■ Work to complete ■
Put every line of the items below into a JSON list of strings, one string per line, skipping blank lines. Leave the pictures out.

[Image object location entries]
+++++

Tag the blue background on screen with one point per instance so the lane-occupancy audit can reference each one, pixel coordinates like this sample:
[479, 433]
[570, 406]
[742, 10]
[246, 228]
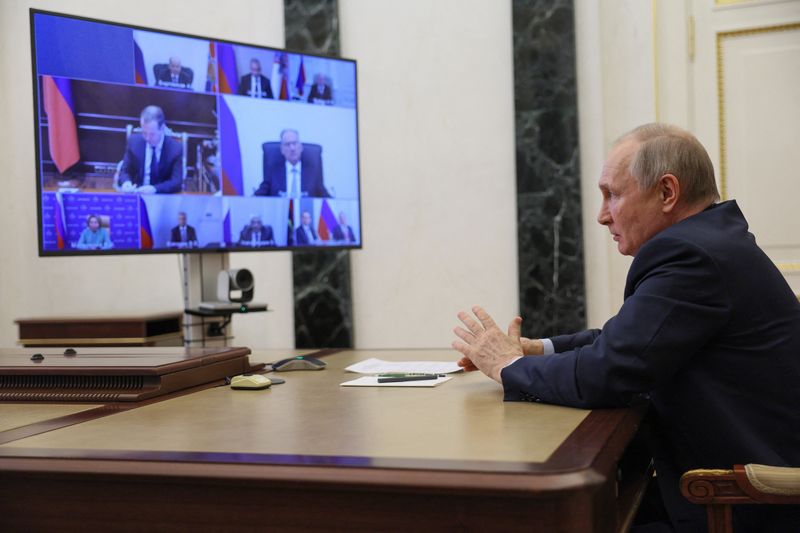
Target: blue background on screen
[79, 49]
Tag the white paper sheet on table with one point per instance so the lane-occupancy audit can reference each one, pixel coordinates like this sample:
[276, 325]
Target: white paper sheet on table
[379, 366]
[372, 381]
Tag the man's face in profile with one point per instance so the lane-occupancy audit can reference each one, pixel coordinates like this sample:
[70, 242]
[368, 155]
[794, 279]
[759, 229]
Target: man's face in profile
[632, 215]
[174, 66]
[291, 147]
[152, 132]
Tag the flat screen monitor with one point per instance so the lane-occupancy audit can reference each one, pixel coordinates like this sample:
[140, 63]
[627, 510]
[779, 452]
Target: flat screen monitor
[150, 141]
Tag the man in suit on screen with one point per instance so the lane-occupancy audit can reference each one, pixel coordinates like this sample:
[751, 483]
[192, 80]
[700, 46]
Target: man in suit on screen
[256, 234]
[294, 174]
[183, 235]
[320, 91]
[343, 232]
[174, 75]
[255, 84]
[153, 160]
[708, 334]
[305, 235]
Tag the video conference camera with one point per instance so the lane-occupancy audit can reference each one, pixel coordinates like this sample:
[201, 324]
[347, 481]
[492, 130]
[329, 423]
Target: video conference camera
[235, 289]
[235, 285]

+++++

■ Task response ■
[
  "Tag the blue background on screen with one point per instance so the lane-occupancy audit can reference each one, pixel coordinates like this sample:",
  "[479, 433]",
  "[570, 406]",
  "[742, 10]",
  "[246, 228]",
  "Target: blue background on screen",
  "[79, 49]",
  "Tag the white paper sheet on table with one point per instance so the lane-occupancy audit can reference each one, pixel coordinates like this sample:",
  "[276, 325]",
  "Target: white paper sheet on table",
  "[379, 366]",
  "[372, 381]",
  "Tag the man's face in profile with one point per instance so the lane-occupancy audit can reference each one, pixel coordinates like this sample:",
  "[70, 242]",
  "[368, 155]",
  "[794, 279]",
  "[759, 229]",
  "Target: man's face in profile",
  "[632, 215]",
  "[174, 66]",
  "[291, 147]",
  "[152, 132]",
  "Tag the flat screen monitor with one point per instance so the lane-occupancy audit can reference each one, pixel coordinates like this sample:",
  "[140, 63]",
  "[627, 510]",
  "[779, 452]",
  "Target: flat screen monitor",
  "[150, 141]",
  "Tag the man in suit on screen with one point per instance so the lane-occupancy audit can reference each one, pixel coordinates like this sample:",
  "[751, 483]",
  "[192, 80]",
  "[700, 46]",
  "Target: man in suit on screen",
  "[256, 234]",
  "[294, 174]",
  "[183, 235]",
  "[320, 91]",
  "[343, 232]",
  "[174, 75]",
  "[255, 84]",
  "[153, 160]",
  "[708, 334]",
  "[305, 235]",
  "Tag the video conference camera with one point per instance so the lane-occupancy audit can reference each one, pixel coordinates like this sample:",
  "[201, 324]",
  "[347, 481]",
  "[492, 130]",
  "[329, 423]",
  "Target: video conference camera",
  "[235, 289]",
  "[235, 285]"
]